• YOUR OBJECTIVE: Pick out every line in the records below that contains the word "light" and copy each of those lines.

• RECORDS FOR PROCESSING:

------

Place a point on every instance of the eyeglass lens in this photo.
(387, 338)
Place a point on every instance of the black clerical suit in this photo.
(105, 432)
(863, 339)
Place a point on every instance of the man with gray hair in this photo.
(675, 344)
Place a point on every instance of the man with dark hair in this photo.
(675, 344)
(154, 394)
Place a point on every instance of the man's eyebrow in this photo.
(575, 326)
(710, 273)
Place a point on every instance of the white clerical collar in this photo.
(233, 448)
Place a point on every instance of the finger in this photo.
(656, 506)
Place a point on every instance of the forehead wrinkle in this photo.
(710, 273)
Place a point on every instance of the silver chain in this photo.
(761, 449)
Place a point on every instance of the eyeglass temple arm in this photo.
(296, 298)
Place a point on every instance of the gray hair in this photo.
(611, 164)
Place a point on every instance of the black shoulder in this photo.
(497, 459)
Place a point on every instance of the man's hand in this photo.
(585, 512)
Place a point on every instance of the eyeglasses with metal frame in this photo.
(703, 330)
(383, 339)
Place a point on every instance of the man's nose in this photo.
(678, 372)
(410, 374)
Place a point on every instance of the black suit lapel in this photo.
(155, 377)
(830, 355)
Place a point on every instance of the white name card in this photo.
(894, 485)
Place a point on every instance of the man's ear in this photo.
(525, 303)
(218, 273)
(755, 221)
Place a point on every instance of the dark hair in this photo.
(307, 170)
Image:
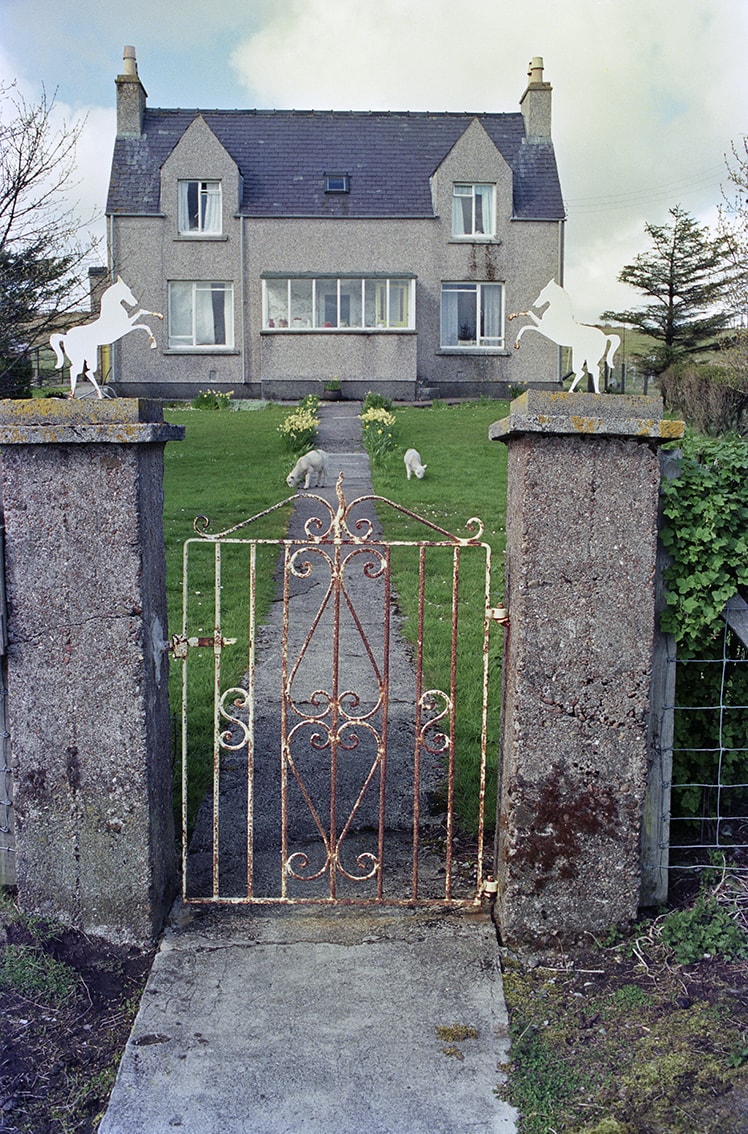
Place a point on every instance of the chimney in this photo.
(130, 98)
(536, 103)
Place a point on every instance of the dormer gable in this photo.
(201, 183)
(474, 160)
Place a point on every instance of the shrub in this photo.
(299, 429)
(377, 432)
(706, 929)
(705, 532)
(212, 399)
(15, 377)
(710, 398)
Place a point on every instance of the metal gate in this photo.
(324, 766)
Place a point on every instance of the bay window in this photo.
(473, 210)
(338, 303)
(200, 208)
(201, 314)
(473, 315)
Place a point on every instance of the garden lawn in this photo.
(466, 476)
(229, 467)
(232, 465)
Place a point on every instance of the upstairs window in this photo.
(200, 208)
(473, 210)
(337, 183)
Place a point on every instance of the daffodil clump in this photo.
(299, 429)
(377, 431)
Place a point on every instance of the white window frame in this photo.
(450, 319)
(197, 290)
(210, 208)
(385, 303)
(477, 227)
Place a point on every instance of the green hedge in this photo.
(708, 398)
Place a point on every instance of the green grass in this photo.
(466, 476)
(229, 467)
(232, 465)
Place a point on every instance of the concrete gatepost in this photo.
(581, 542)
(87, 673)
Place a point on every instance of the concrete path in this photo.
(319, 1020)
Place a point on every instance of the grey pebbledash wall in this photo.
(581, 540)
(87, 674)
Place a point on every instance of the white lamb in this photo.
(414, 465)
(311, 466)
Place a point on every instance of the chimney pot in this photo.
(129, 60)
(535, 73)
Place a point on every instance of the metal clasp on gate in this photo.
(499, 615)
(180, 645)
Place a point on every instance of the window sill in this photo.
(189, 237)
(474, 239)
(338, 330)
(474, 350)
(203, 350)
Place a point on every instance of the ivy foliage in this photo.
(705, 532)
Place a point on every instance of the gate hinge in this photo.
(489, 887)
(499, 614)
(180, 645)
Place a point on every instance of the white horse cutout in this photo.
(589, 346)
(81, 344)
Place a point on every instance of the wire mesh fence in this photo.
(708, 789)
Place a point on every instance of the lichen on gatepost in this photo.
(581, 539)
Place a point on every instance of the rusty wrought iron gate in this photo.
(328, 770)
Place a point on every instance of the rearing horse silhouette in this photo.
(589, 346)
(81, 344)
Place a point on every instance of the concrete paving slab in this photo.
(312, 1023)
(319, 1018)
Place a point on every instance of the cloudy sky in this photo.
(647, 94)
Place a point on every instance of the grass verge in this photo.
(620, 1038)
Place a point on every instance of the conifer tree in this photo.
(683, 276)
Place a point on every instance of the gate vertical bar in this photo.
(217, 719)
(484, 718)
(418, 745)
(251, 718)
(285, 701)
(185, 742)
(385, 713)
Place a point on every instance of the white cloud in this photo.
(647, 95)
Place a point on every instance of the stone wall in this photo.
(87, 673)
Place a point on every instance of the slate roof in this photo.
(283, 155)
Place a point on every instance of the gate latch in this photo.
(180, 645)
(489, 888)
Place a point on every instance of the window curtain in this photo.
(491, 312)
(187, 208)
(462, 210)
(211, 206)
(450, 316)
(484, 209)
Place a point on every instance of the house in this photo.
(287, 247)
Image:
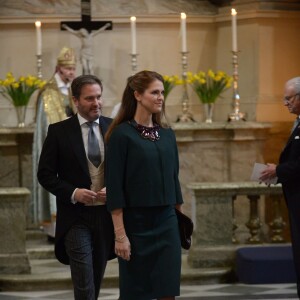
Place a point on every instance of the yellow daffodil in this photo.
(19, 91)
(210, 85)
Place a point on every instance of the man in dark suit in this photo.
(84, 235)
(288, 170)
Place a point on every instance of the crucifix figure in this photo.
(84, 31)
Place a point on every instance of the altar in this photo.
(218, 152)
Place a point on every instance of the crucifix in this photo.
(85, 30)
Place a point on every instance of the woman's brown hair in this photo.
(138, 82)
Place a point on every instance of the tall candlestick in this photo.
(183, 32)
(234, 35)
(38, 25)
(133, 35)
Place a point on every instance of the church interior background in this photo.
(218, 152)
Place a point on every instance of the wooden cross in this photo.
(86, 21)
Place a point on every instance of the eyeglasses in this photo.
(289, 98)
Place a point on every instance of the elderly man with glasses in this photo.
(288, 170)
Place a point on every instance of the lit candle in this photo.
(234, 35)
(38, 25)
(133, 35)
(183, 32)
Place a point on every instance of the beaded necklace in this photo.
(150, 133)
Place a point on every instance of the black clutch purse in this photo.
(186, 227)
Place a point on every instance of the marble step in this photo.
(48, 274)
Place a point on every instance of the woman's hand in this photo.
(122, 247)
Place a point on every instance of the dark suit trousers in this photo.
(88, 245)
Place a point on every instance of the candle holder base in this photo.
(39, 65)
(237, 116)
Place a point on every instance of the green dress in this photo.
(142, 178)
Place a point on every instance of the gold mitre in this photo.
(66, 57)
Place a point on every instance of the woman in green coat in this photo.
(143, 191)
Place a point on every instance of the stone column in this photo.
(13, 210)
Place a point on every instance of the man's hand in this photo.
(85, 196)
(101, 195)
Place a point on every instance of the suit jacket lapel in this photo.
(76, 142)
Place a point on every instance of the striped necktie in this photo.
(94, 154)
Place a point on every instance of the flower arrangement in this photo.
(210, 85)
(19, 91)
(170, 82)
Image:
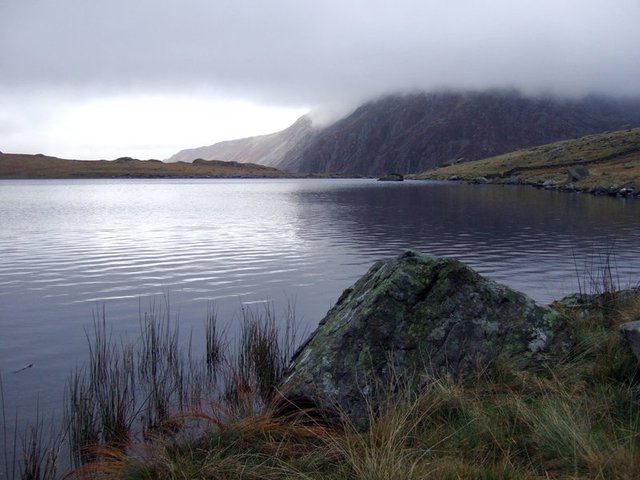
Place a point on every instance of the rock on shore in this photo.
(410, 320)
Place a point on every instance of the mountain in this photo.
(413, 133)
(603, 163)
(14, 165)
(265, 149)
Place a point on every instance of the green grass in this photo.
(612, 160)
(153, 410)
(580, 419)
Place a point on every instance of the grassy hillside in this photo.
(41, 166)
(601, 163)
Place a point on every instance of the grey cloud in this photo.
(297, 52)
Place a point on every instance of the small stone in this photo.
(631, 331)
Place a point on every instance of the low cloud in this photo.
(330, 54)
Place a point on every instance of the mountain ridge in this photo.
(412, 133)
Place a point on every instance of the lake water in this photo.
(70, 247)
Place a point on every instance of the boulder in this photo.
(413, 319)
(577, 173)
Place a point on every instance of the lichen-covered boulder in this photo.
(410, 320)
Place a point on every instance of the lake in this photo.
(70, 247)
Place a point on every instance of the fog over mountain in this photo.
(412, 133)
(118, 74)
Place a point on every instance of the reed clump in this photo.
(154, 410)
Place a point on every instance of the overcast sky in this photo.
(145, 78)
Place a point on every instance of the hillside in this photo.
(604, 163)
(41, 166)
(413, 133)
(265, 149)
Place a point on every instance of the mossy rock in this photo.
(411, 320)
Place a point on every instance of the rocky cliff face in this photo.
(413, 133)
(411, 320)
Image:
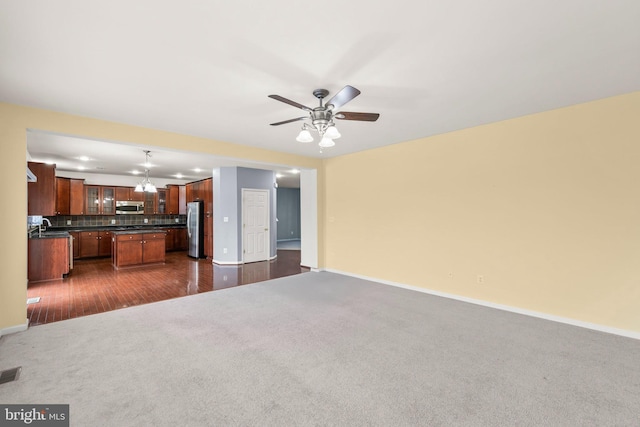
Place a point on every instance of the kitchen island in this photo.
(131, 248)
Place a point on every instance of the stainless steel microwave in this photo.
(129, 207)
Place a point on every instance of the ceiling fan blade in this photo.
(290, 102)
(364, 117)
(345, 95)
(289, 121)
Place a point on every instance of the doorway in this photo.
(255, 225)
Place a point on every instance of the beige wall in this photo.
(15, 120)
(546, 208)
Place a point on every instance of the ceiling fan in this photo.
(322, 116)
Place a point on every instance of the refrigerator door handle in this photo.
(189, 222)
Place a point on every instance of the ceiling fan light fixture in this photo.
(304, 136)
(332, 132)
(326, 142)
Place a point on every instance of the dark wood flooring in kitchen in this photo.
(94, 286)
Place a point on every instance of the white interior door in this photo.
(255, 225)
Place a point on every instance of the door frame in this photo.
(268, 221)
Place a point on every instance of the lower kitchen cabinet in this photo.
(138, 249)
(94, 244)
(48, 259)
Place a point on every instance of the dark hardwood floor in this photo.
(94, 286)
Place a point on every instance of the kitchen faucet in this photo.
(41, 228)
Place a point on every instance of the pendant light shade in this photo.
(146, 185)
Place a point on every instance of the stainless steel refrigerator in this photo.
(195, 228)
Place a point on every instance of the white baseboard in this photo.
(13, 329)
(214, 261)
(540, 315)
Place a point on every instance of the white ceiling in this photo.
(205, 68)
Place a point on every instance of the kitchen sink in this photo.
(54, 234)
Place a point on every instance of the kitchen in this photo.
(96, 216)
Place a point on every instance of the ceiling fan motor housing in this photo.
(321, 118)
(320, 93)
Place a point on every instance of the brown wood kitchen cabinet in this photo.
(173, 199)
(130, 249)
(124, 194)
(48, 258)
(42, 194)
(94, 243)
(76, 196)
(99, 200)
(63, 196)
(76, 244)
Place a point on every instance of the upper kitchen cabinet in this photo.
(76, 197)
(156, 203)
(42, 193)
(99, 200)
(69, 196)
(63, 194)
(176, 200)
(124, 194)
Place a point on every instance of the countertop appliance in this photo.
(195, 228)
(129, 207)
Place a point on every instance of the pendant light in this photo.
(146, 185)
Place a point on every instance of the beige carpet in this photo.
(324, 349)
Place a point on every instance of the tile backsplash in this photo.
(115, 220)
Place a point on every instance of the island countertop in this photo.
(139, 231)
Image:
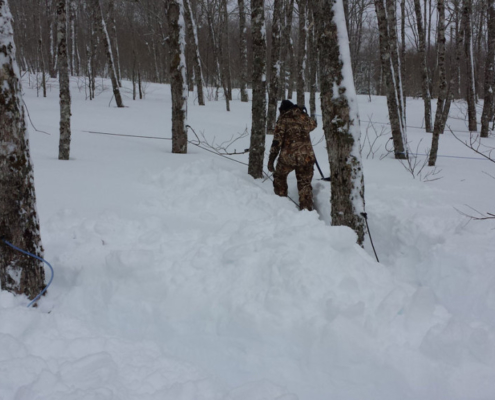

------

• TASK ANSWER:
Place a point on every instance of the ceiling fan light fixture in this photo.
Place a point on every instance of the pendant light shade in this photo.
Place a point on every instance of the pendant light in this photo.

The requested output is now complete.